## WRITTEN REQUEST
The required output is the line that contains "of the woman" plus every line after it in the listing below, copied exactly as it appears.

[Begin]

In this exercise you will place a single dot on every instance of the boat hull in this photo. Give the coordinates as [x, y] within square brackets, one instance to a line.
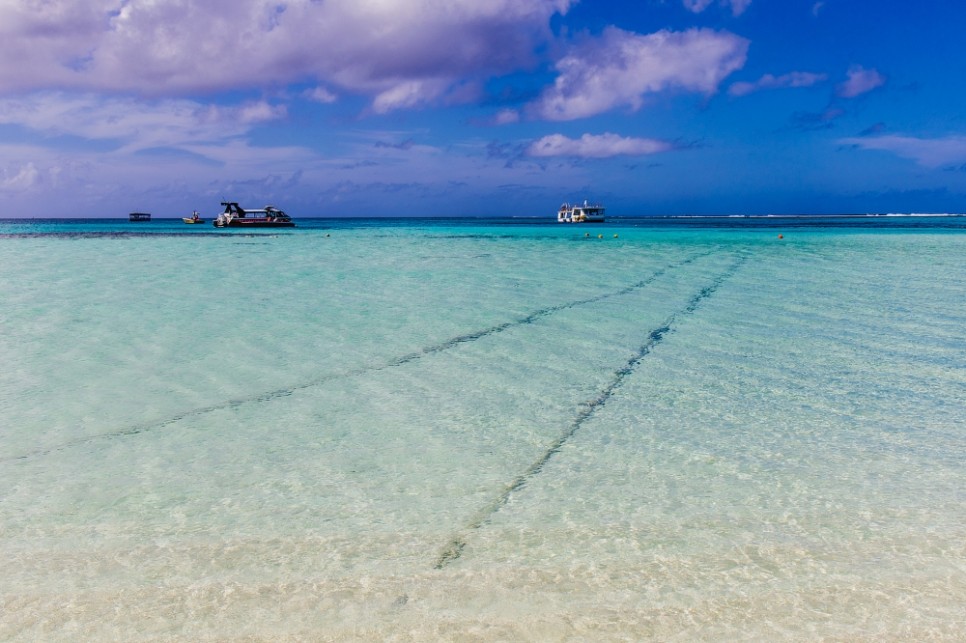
[254, 223]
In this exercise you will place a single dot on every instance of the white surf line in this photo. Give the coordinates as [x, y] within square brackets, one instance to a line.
[453, 550]
[361, 370]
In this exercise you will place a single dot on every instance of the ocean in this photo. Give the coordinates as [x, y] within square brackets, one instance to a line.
[675, 429]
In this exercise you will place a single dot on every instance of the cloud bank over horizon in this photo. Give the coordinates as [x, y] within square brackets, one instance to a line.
[109, 101]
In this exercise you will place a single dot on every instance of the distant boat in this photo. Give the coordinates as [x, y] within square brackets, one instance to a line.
[235, 216]
[575, 213]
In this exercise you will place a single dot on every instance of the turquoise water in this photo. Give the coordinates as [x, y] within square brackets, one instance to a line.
[470, 430]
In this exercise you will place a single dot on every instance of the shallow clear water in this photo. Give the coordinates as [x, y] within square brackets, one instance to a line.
[420, 430]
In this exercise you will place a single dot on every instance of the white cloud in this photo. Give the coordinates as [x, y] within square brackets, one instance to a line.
[860, 81]
[320, 95]
[737, 6]
[928, 152]
[25, 178]
[374, 47]
[135, 124]
[768, 81]
[506, 117]
[620, 68]
[596, 146]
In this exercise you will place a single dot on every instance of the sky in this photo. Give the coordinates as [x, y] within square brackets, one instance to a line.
[481, 107]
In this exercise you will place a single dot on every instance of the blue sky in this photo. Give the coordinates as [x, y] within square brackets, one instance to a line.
[474, 107]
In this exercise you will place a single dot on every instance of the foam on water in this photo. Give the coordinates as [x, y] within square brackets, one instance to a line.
[463, 431]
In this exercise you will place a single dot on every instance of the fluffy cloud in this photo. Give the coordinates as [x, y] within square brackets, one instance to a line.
[768, 81]
[596, 146]
[737, 6]
[860, 81]
[135, 124]
[620, 68]
[402, 52]
[929, 152]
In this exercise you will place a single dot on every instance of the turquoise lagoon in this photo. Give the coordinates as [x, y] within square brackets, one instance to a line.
[670, 429]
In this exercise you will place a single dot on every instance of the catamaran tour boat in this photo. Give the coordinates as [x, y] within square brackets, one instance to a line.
[235, 216]
[576, 213]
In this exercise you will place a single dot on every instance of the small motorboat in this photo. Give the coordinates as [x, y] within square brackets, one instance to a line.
[236, 216]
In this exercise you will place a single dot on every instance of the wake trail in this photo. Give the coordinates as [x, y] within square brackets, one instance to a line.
[453, 550]
[453, 342]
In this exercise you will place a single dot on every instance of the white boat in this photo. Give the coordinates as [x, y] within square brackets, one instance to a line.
[235, 216]
[577, 213]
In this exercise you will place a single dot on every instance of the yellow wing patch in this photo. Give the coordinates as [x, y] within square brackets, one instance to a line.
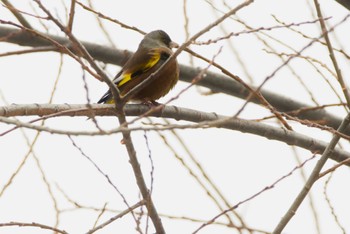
[126, 78]
[142, 68]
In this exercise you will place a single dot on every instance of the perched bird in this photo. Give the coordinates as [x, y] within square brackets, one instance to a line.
[153, 51]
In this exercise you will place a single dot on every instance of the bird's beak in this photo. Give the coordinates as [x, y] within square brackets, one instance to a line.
[173, 45]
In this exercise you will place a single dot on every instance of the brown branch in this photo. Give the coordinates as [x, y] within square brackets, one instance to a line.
[38, 225]
[203, 120]
[312, 178]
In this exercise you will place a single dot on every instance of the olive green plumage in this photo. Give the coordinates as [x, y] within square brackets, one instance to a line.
[153, 51]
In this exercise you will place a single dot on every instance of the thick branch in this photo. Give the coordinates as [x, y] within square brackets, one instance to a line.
[214, 81]
[204, 120]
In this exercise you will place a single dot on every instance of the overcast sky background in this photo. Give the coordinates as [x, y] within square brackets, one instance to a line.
[240, 164]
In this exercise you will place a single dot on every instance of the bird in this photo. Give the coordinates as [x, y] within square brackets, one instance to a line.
[153, 51]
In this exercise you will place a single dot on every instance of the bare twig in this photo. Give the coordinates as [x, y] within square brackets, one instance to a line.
[312, 178]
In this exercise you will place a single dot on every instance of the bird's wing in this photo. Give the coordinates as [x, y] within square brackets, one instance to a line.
[139, 63]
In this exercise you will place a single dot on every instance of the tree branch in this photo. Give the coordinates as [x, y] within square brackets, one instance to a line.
[213, 81]
[204, 120]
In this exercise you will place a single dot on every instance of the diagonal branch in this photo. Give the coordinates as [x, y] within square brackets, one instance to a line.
[213, 81]
[204, 120]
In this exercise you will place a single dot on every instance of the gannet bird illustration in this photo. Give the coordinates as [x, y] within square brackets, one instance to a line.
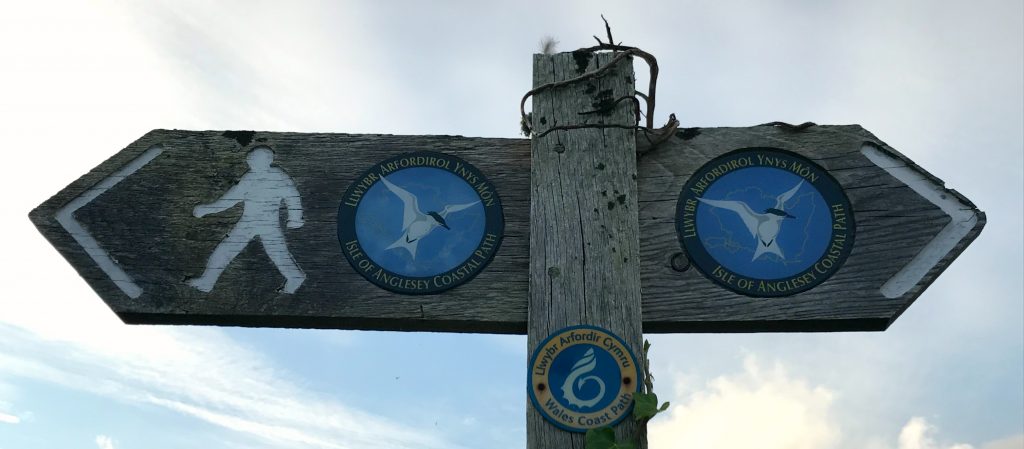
[763, 227]
[415, 223]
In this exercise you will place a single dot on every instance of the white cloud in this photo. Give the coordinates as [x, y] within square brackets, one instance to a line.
[9, 418]
[772, 409]
[1015, 442]
[766, 409]
[199, 372]
[104, 442]
[918, 434]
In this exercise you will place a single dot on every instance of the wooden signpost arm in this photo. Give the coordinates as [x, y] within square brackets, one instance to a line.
[584, 231]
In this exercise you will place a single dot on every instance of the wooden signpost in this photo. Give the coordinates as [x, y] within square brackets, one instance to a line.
[769, 228]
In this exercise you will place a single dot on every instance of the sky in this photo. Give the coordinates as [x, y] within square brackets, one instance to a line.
[940, 81]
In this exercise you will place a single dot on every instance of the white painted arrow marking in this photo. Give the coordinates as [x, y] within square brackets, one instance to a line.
[964, 219]
[66, 216]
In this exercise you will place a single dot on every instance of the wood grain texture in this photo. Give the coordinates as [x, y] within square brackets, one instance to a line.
[584, 229]
[145, 223]
[893, 225]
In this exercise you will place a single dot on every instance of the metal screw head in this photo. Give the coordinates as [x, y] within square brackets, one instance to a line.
[680, 262]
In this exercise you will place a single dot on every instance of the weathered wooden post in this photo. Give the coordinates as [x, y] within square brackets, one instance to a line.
[770, 228]
[584, 232]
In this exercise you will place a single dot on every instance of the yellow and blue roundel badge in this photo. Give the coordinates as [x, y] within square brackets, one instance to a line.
[764, 221]
[583, 377]
[420, 222]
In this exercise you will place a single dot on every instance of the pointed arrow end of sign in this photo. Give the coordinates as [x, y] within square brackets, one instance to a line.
[965, 225]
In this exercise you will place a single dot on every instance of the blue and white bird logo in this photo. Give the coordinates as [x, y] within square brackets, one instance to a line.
[764, 227]
[416, 225]
[420, 222]
[765, 222]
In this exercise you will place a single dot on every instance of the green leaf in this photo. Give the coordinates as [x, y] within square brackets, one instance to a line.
[644, 406]
[603, 438]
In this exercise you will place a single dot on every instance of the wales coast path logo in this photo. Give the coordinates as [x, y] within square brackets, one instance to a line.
[583, 377]
[765, 222]
[420, 222]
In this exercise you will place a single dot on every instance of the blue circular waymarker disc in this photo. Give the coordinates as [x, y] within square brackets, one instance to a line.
[420, 222]
[764, 221]
[583, 377]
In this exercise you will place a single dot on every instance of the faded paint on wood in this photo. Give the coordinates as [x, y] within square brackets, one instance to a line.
[584, 242]
[136, 221]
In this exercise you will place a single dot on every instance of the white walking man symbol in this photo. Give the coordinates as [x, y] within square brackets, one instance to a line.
[262, 190]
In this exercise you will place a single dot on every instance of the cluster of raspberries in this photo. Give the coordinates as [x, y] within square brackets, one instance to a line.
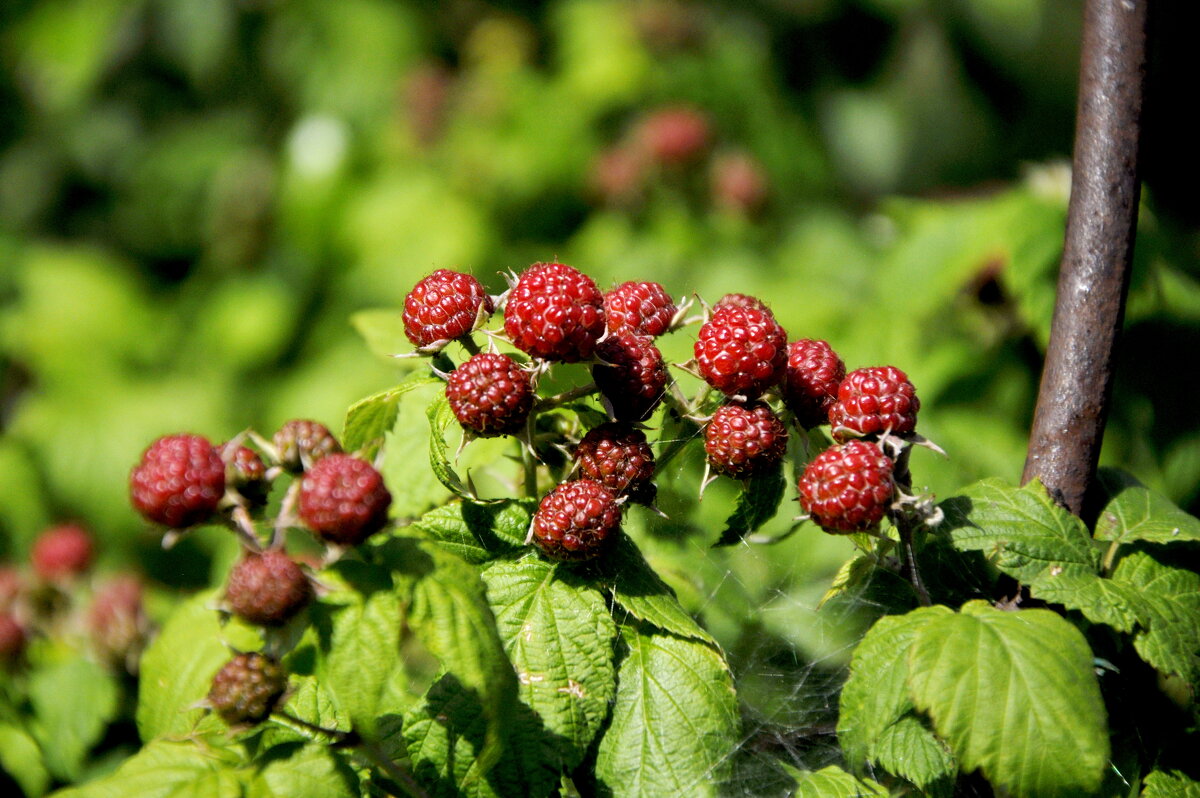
[555, 313]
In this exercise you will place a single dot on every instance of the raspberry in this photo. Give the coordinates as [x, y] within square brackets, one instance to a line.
[810, 383]
[268, 589]
[847, 487]
[742, 351]
[444, 306]
[246, 473]
[303, 442]
[871, 401]
[634, 378]
[576, 521]
[743, 441]
[673, 136]
[617, 456]
[247, 689]
[61, 552]
[639, 307]
[179, 481]
[490, 395]
[343, 499]
[555, 312]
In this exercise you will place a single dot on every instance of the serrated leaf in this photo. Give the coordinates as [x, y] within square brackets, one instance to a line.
[168, 769]
[834, 783]
[639, 591]
[1020, 529]
[558, 634]
[1170, 636]
[73, 701]
[441, 418]
[876, 693]
[1135, 513]
[478, 532]
[358, 628]
[1014, 694]
[177, 671]
[675, 724]
[369, 419]
[1159, 784]
[757, 504]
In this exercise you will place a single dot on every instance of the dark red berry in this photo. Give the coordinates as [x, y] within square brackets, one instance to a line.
[301, 442]
[245, 473]
[633, 376]
[247, 689]
[847, 487]
[343, 499]
[639, 307]
[268, 589]
[490, 395]
[618, 456]
[63, 552]
[576, 521]
[673, 136]
[742, 351]
[810, 383]
[744, 439]
[873, 401]
[444, 306]
[555, 312]
[179, 481]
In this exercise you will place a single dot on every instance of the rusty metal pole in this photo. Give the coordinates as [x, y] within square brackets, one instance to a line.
[1077, 381]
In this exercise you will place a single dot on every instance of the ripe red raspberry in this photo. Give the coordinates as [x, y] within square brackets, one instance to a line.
[810, 383]
[444, 306]
[301, 442]
[343, 499]
[639, 307]
[617, 456]
[179, 481]
[847, 487]
[873, 401]
[673, 136]
[744, 439]
[268, 589]
[247, 689]
[555, 312]
[246, 473]
[61, 552]
[634, 378]
[742, 351]
[490, 395]
[576, 521]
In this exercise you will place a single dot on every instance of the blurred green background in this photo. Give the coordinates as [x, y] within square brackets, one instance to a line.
[197, 197]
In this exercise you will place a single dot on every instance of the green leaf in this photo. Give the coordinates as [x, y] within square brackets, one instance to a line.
[757, 504]
[1020, 529]
[639, 591]
[1169, 785]
[558, 633]
[834, 783]
[441, 418]
[167, 769]
[358, 627]
[675, 725]
[1014, 694]
[875, 699]
[1170, 636]
[370, 419]
[1135, 513]
[178, 669]
[478, 532]
[22, 760]
[73, 701]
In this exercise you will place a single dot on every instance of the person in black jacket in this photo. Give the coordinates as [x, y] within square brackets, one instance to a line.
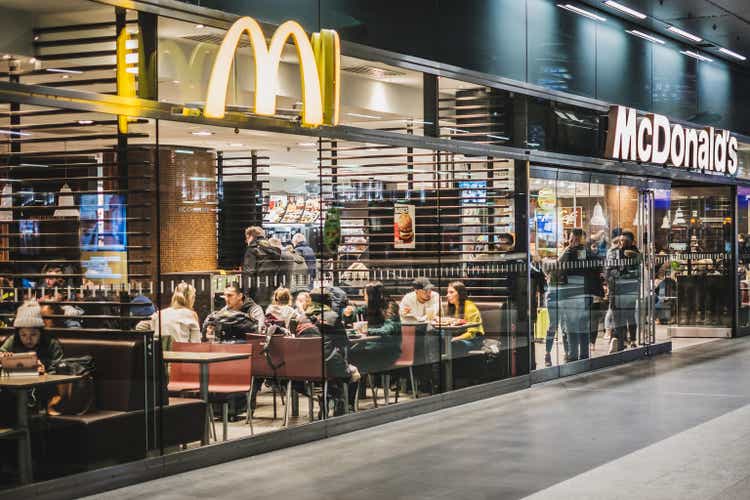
[579, 282]
[31, 337]
[306, 251]
[262, 265]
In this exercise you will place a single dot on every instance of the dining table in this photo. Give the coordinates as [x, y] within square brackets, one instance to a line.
[204, 360]
[21, 386]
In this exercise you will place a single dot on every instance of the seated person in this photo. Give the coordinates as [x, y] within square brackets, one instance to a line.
[382, 321]
[422, 304]
[178, 322]
[280, 312]
[459, 306]
[240, 315]
[31, 337]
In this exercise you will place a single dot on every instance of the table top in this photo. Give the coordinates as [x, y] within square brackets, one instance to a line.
[35, 380]
[202, 357]
[364, 338]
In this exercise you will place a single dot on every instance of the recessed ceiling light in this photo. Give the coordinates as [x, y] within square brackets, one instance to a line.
[13, 132]
[732, 54]
[581, 12]
[359, 115]
[626, 10]
[685, 34]
[645, 36]
[696, 55]
[62, 70]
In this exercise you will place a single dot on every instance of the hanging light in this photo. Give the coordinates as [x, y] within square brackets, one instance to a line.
[665, 224]
[6, 202]
[598, 217]
[679, 218]
[65, 203]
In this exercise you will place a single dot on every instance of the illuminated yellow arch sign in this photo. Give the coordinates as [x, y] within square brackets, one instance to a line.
[319, 63]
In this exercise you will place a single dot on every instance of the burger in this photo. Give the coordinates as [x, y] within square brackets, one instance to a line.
[405, 228]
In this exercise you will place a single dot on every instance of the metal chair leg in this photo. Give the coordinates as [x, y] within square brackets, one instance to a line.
[373, 389]
[225, 419]
[286, 406]
[211, 419]
[310, 401]
[413, 385]
[250, 394]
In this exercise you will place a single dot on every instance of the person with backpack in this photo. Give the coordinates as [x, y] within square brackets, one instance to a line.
[240, 316]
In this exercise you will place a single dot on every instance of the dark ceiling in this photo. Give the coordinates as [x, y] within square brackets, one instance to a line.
[724, 23]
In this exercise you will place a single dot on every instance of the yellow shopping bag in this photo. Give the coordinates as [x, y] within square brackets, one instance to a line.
[542, 323]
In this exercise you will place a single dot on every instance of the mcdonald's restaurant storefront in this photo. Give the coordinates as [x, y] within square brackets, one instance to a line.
[263, 237]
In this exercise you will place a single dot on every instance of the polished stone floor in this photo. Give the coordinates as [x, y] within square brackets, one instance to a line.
[676, 426]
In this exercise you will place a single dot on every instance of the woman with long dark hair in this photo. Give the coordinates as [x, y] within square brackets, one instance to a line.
[459, 306]
[383, 322]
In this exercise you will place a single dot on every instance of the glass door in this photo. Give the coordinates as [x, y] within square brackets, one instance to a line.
[646, 301]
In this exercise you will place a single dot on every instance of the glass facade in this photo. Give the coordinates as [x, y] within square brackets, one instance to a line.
[230, 281]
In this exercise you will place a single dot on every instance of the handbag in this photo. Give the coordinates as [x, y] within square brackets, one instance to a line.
[77, 397]
[542, 323]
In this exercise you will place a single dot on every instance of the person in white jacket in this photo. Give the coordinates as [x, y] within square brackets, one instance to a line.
[179, 320]
[421, 305]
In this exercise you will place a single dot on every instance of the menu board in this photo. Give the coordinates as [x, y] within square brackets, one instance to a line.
[404, 236]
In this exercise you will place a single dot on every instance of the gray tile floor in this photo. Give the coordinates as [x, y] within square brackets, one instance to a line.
[676, 426]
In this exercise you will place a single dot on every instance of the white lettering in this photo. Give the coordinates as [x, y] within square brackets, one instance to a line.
[645, 130]
[621, 142]
[677, 146]
[703, 151]
[660, 139]
[654, 140]
[732, 163]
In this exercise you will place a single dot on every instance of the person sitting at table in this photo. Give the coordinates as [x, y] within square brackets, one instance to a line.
[179, 321]
[240, 315]
[459, 306]
[422, 304]
[280, 311]
[29, 336]
[383, 322]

[End]

## ANSWER TO THE TASK
In this exercise you will place a single dot on every instance of the woman with long dark hair in this photo. Give the coordinates as [x, y] within square brackets, one instance to a line.
[459, 306]
[383, 322]
In this exercise you will place a single dot on every instance of the glass door in this photo. Give the coordinates as [x, y] within square brackets, one instance to a line.
[646, 301]
In this exercise you will place a single dot on every instance of the glass facade in this photo. Give the coordinates as [x, y] within square brackets, one instance to a line.
[230, 281]
In this exercise you will place a single dot on every instance of the handbag in this photo. Give the coordinates as [x, y] within square brackets, one instance to a line.
[77, 397]
[542, 323]
In this exercise you will place a single dot on every instance of the person in white jacket in this photo. Give the coordinates as [x, y] within square brackets, one instance to a line.
[179, 320]
[421, 305]
In this exercise you will place a single dot on every instance of the menu board in this photo. Give the coordinates as [x, y] within square brackets, one instance to a line.
[404, 236]
In this exercise you will place a single dot on every instance of the gray tile floor in this photo. Give the coordinates as [x, y] within square brackets, one instance to a line.
[676, 426]
In this exercise you will place a single dot on every instance of the white lettering in this photo. Give the coordinates as [x, y] within square brackets, one instance to a line.
[645, 130]
[621, 142]
[677, 146]
[703, 151]
[660, 139]
[654, 140]
[732, 163]
In this exercise you will place a single dot on every instance of the person sitting at table in this photo. Give the coordinates as [x, y] within square brackets, one instance to a line.
[179, 321]
[240, 315]
[459, 306]
[422, 304]
[280, 311]
[29, 336]
[383, 322]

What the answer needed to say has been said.